Work instructions
1/ In the seminar announcement on Ruskin and Steampunk, who is credited with defining Steampunk?
2/ Summarize the seminar announcement on Ruskin and Steampunk in two sentences.
3/ Proceed with the seminar announcement on Ruskin and Steampunk from the point where it stops.

Quoted passage
+===+

Ruskin seminar: ‘Art and Politics: Arts, Crafts and Steampunk’ - Martin Danahay (Brock University, Canada)

Thursday 9 May 2019, 4:15pm to 6:00pm

Venue

Ruskin Library Reading Room

Open to

Postgraduates, Staff, Undergraduates

Registration

Free to attend - registration required

Registration Info

Registration required

Event Details

We welcome everybody to our Ruskin summer seminar series...

We welcome everybody to our Ruskin summer seminar series. Registration is possible, but not essential. How do the ideas of John Ruskin anticipate and intersect with Steampunk subcultures? Defined by Jeff Vandermeer as ‘a grafting of Victorian aesthetic and punk rock attitude onto various forms of science-fiction culture,’ Steampunk is more often associated with the literary legacies of H.G. Wells, Jules Verne and Edgar Allan Poe. Yet this idiosyncratic contemporary mode of narrative, art, dress and music also has deep affinities with Ruskin’s critique of the ethics and aesthetics of consumer culture.

+===+

Source material

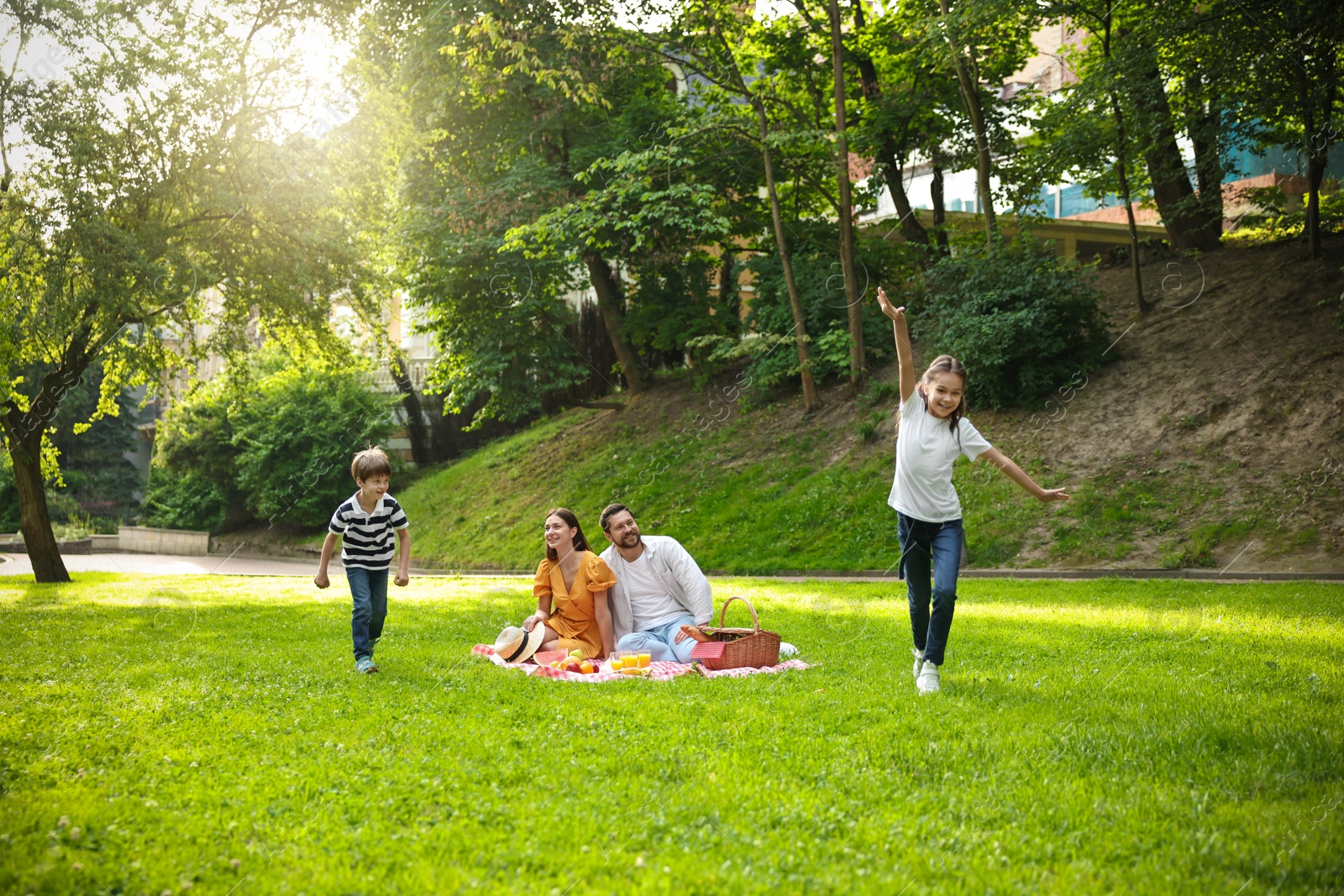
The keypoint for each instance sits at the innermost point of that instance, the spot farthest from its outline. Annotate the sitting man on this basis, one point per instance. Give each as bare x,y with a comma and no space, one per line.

+===+

Results of the tasks
1/ Jeff Vandermeer.

2/ Martin Danahay of Brock University, Canada, gives a Ruskin seminar titled "Art and Politics: Arts, Crafts and Steampunk" on Thursday 9 May 2019, from 4:15pm to 6:00pm, in the Ruskin Library Reading Room, as part of the Ruskin summer seminar series. The seminar asks how John Ruskin's ideas anticipate and intersect with Steampunk, a mode more often linked to H.G. Wells, Jules Verne and Edgar Allan Poe that also has deep affinities with Ruskin's critique of the ethics and aesthetics of consumer culture.

3/
Ruskin’s alternative vision to industrial capitalism is one of liberating creativity. It is both utopian and rooted in the everyday and anticipates the rich complexity of Steampunk. This seminar series, organised with Prof Catherine Spooner and Dr Andrew Tate (Department of English Literature & Creative Writing, Lancaster University) will explore ways in which Ruskin and Steampunk share a radicalism that has been forgotten and, on occasion, made safe and easy to consume. In Ruskin, it seeks an inspiration for the radical ‘DIY’ practices of the artists and makers of contemporary Steampunk, and thus a critical voice that is still of vital relevance today. In Steampunk, it seeks an heir to a nineteenth-century intellectual tradition, but also a diverse range of critical voices that can speak back to and critique that tradition, opening it up to new directions.

Ruskin and Steampunk: Recovering Radicalism places its two subjects in conversation, allowing points of synergy and tension to emerge, illuminating both in the process. Addressing themes such as political commitment, embodiment and the environment, it draws on Ruskin’s spirit of social and imaginative transformation in order to envisage radical alternative futures.

Speaker

Martin Danahay (Brock University, Canada)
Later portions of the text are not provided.